■ What is asked:
[1] Summarize the worked solution for differentiating cos(x² + 1) in two sentences.
[2] Carry on the worked solution for differentiating cos(x² + 1) from its last line.

■ Selected excerpt:
====

Question: Differentiate \[\cos \left( {{x^2} + 1} \right)\] using the first principle of derivative....

Question

Differentiate $\cos \left( {{x^2} + 1} \right)$ using the first principle of derivative.

Answer 1

Solution

In the above question, we are a trigonometric function that is $\cos \left( {{x^2} + 1} \right)$ . we have to differentiate the given trigonometric function using the first principle of derivative. The first principle of differentiation helps us evaluate the derivative of a function using limits. According to the first principle of derivative, the derivative of a function $f\left( x \right)$ , that is $f'\left( x \right)$ , is given in the form of limits by the formula:
$\Rightarrow f'\left( x \right) = \mathop {\lim }\limits_{h \to 0} \dfrac{{f\left( {x + h} \right) - f\left( x \right)}}{h}$
In order to approach our solution, we have to use the above formula.

Complete step-by-step answer:
The trigonometric function is $\cos \left( {{x^2} + 1} \right)$ .
Let,
$\Rightarrow f\left( x \right) = \cos \left( {{x^2} + 1} \right)$
We have to find the derivative of $f\left( x \right)$ i.e. $f'\left( x \right)$ .

====

■ Dataset entries:
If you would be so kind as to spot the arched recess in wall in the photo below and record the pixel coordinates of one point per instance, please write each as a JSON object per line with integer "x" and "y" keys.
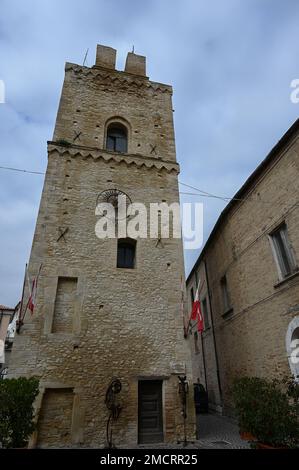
{"x": 292, "y": 346}
{"x": 117, "y": 136}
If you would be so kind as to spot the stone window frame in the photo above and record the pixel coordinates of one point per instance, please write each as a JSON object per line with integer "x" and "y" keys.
{"x": 77, "y": 424}
{"x": 118, "y": 120}
{"x": 292, "y": 327}
{"x": 288, "y": 248}
{"x": 50, "y": 298}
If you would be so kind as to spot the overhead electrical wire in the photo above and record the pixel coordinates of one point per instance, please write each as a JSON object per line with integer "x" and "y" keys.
{"x": 200, "y": 192}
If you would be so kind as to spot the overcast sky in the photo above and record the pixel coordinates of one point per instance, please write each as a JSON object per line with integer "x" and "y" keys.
{"x": 230, "y": 62}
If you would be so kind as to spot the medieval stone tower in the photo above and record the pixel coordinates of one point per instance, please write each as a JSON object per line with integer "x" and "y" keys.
{"x": 107, "y": 309}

====

■ Expected answers:
[1] The solution sets out to differentiate cos(x² + 1) with the first principle of derivative, which finds a derivative through limits: f'(x) is the limit, as h approaches 0, of [f(x + h) − f(x)]/h. It then lets f(x) = cos(x² + 1) and states that f'(x) must be found.

[2]
According to the first principle of derivative, we have the equation
$\Rightarrow f'\left( x \right) = \mathop {\lim }\limits_{h \to 0} \dfrac{{f\left( {x + h} \right) - f\left( x \right)}}{h}$
Since $f\left( x \right) = \cos \left( {{x^2} + 1} \right)$ , hence $f\left( {x + h} \right) = \cos \left( {{{\left( {x + h} \right)}^2} + 1} \right)$
Therefore we can write the above equation as,
$\Rightarrow f'\left( x \right) = \mathop {\lim }\limits_{h \to 0} \dfrac{{\cos \left( {{{\left( {x + h} \right)}^2} + 1} \right) - \cos \left( {{x^2} + 1} \right)}}{h}$
Hence, after expanding the square, we can write
$\Rightarrow f'\left( x \right) = \mathop {\lim }\limits_{h \to 0} \dfrac{{\cos \left( {\left( {{x^2} + 1} \right) + \left( {2xh + {h^2}} \right)} \right) - \cos \left( {{x^2} + 1} \right)}}{h}$
Using the identity $\cos \left( {A + B} \right) = \cos A\cos B - \sin A\sin B$ , we can also write it as,
$\Rightarrow f'\left( x \right) = \mathop {\lim }\limits_{h \to 0} \dfrac{{\cos \left( {{x^2} + 1} \right)\cos \left( {2xh + {h^2}} \right) - \sin \left( {{x^2} + 1} \right)\sin \left( {2xh + {h^2}} \right) - \cos \left( {{x^2} + 1} \right)}}{h}$
Taking common part aside, that gives,
$\Rightarrow f'\left( x \right) = \mathop {\lim }\limits_{h \to 0} \cos \left( {{x^2} + 1} \right)\dfrac{{\cos \left( {2xh + {h^2}} \right) - 1}}{h} - \sin \left( {{x^2} + 1} \right)\dfrac{{\sin \left( {2xh + {h^2}} \right)}}{h}$
Multiplying and dividing by $\left( {2x + h} \right)$ , we get
$\Rightarrow f'\left( x \right) = \mathop {\lim }\limits_{h \to 0} \cos \left( {{x^2} + 1} \right)\dfrac{{\cosh \left( {2x + h} \right) - 1}}{{h\left( {2x + h} \right)}}\left( {2x + h} \right) - \sin \left( {{x^2} + 1} \right)\dfrac{{\sinh \left( {2x + h} \right)}}{{h\left( {2x + h} \right)}}\left( {2x + h} \right)$ ...(1)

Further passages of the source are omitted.